TEXT:
Which device is used to measure the amount of electricity produced by a Galvanic cell?

Coulometer (C)

Flashcards

What is a galvanic cell?

A device that converts chemical energy into electrical energy through spontaneous redox reactions.

Electrode Reaction Direction

In a galvanic cell, individual electrode reactions are written in the direction of the overall cell reaction.

What is the Anode?

The electrode where oxidation (loss of electrons) occurs, designated as the negative terminal in a galvanic cell.

What is the Cathode?

The electrode where reduction (gain of electrons) occurs, designated as the positive terminal in a galvanic cell.

What does a single vertical line (|) mean in cell notation?

Vertical line (|) denotes separation of phases (e.g., electrode and solution).

What do double vertical lines (||) mean in cell notation?

Double vertical lines (||) represent a salt bridge separating two half-cells.

STORED RECORDS:
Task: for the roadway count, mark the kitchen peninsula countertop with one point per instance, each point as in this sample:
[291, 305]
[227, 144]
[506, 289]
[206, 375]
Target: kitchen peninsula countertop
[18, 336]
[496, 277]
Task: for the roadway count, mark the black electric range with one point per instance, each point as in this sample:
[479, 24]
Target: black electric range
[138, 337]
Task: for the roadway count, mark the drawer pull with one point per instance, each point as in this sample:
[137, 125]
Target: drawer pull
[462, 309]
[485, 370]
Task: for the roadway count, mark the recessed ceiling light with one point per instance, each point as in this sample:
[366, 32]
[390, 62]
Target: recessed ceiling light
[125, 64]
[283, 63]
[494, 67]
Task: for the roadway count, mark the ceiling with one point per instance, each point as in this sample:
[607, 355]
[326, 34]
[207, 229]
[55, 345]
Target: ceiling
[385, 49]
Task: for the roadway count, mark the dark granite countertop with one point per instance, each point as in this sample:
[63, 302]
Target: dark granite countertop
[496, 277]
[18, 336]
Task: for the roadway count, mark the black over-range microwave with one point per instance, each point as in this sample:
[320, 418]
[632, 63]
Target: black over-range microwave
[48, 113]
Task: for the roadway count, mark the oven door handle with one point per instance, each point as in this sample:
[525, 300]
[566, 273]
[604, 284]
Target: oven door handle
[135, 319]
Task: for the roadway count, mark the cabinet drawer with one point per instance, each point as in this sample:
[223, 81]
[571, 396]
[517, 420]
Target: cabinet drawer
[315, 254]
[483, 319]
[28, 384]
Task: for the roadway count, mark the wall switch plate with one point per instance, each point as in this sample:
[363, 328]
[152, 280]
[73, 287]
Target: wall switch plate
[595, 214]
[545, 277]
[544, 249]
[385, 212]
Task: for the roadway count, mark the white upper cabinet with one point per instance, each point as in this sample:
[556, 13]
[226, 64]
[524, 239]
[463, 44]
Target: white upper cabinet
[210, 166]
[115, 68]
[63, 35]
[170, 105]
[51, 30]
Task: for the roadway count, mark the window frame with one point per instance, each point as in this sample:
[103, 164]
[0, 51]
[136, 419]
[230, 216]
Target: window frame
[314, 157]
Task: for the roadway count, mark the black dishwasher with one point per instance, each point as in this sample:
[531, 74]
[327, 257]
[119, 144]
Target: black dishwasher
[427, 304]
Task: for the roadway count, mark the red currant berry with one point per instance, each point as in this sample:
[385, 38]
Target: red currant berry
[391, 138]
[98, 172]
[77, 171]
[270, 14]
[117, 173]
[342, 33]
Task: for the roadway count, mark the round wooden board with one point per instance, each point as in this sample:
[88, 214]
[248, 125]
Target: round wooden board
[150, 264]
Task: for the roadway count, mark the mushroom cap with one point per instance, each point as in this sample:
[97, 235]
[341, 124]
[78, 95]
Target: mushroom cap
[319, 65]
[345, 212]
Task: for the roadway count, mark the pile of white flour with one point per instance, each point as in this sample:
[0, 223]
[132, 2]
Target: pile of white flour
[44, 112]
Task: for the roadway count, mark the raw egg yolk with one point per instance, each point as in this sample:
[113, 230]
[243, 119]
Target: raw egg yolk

PROBLEM SET:
1 - Write out the part of the electrochemistry text between "The electrode where reduction" and "separating two half-cells.", inclusive.
2 - Extend the electrochemistry text, picking up after its final line.

RESPONSES BY TASK:
1 -
The electrode where reduction (gain of electrons) occurs, designated as the positive terminal in a galvanic cell.

What does a single vertical line (|) mean in cell notation?

Vertical line (|) denotes separation of phases (e.g., electrode and solution).

What do double vertical lines (||) mean in cell notation?

Double vertical lines (||) represent a salt bridge separating two half-cells.

2 -
What is Ecell?

It is the difference between the reduction potentials of the cathode and anode.

What is the Electromotive series (e.m.s)?

A list of chemical species organized by their tendency to gain or lose electrons

What is the standard hydrogen electrode (SHE)?

The reference point (0 volts) for measuring all other electrode potentials.

What is a Standard electrode potential?

Electrode potential measured under standard conditions (1 M, 1 atm, 25°C) relative to the standard hydrogen electrode.

What is an Electrolytic cell?

A cell that uses electrical energy to drive non-spontaneous chemical reactions.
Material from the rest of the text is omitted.